▽
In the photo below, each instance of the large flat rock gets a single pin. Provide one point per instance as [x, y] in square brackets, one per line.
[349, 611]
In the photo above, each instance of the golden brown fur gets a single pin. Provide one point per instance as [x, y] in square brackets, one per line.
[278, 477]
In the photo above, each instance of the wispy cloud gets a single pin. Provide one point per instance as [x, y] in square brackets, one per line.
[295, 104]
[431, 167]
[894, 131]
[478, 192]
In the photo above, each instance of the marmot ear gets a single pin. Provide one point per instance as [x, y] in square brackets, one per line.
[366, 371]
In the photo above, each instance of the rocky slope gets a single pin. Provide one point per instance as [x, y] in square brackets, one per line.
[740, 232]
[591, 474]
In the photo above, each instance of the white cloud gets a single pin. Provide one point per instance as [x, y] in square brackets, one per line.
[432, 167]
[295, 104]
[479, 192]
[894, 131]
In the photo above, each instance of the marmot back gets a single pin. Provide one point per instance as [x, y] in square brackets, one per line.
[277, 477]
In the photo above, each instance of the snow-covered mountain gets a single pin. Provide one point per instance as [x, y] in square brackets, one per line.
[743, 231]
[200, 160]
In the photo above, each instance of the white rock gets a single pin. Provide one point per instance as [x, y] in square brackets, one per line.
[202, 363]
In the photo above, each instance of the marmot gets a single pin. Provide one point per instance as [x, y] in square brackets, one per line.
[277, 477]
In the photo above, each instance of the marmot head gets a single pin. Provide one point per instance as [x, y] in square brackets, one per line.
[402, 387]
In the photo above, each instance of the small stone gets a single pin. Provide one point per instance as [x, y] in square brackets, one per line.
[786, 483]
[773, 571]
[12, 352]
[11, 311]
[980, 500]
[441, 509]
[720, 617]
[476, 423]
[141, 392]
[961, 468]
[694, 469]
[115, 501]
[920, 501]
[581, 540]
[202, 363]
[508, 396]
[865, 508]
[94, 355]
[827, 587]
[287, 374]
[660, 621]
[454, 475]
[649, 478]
△
### THE REQUEST
Reproduce verbatim the lines beginning with the one that contains "In the photo above, each instance of the white cloud" and continuing through the final line, including both ends.

### FINISHED TASK
In the photo above, each instance of the white cloud gets a single pin. Provide one point per instance as [x, y] in square brackets, one per line.
[432, 167]
[295, 104]
[479, 192]
[894, 131]
In the photo above, each instance of the marmot back gets a single pin. Provide one point per instance as [x, y] in square brackets, one per line.
[277, 477]
In the photo above, each instance of the snow-covered mountain gets a single pin. Provide one point per instance as [x, y] in square brackets, one per line.
[743, 231]
[200, 160]
In the photo above, each instance of the white rock gets a single pin. Provide one point per instance as [x, y] in square brackets, one per line.
[202, 363]
In the photo above, each instance of the marmot gets a single pin. Provide one point per instance as [x, y] in square brackets, one per line.
[277, 477]
In the photo above, each instance of the marmot head gets a single pin. Provide one point per instance as [x, y] in square brackets, one per line.
[402, 387]
In the photo above, each instance of the small stone gets a single pin. Provide one point per instance as [x, y] in square brackets, one per line.
[786, 483]
[773, 571]
[12, 352]
[11, 311]
[980, 500]
[441, 509]
[720, 617]
[476, 423]
[141, 392]
[961, 468]
[694, 469]
[115, 501]
[920, 501]
[581, 540]
[202, 363]
[508, 396]
[865, 508]
[94, 355]
[827, 587]
[287, 374]
[660, 621]
[454, 475]
[649, 478]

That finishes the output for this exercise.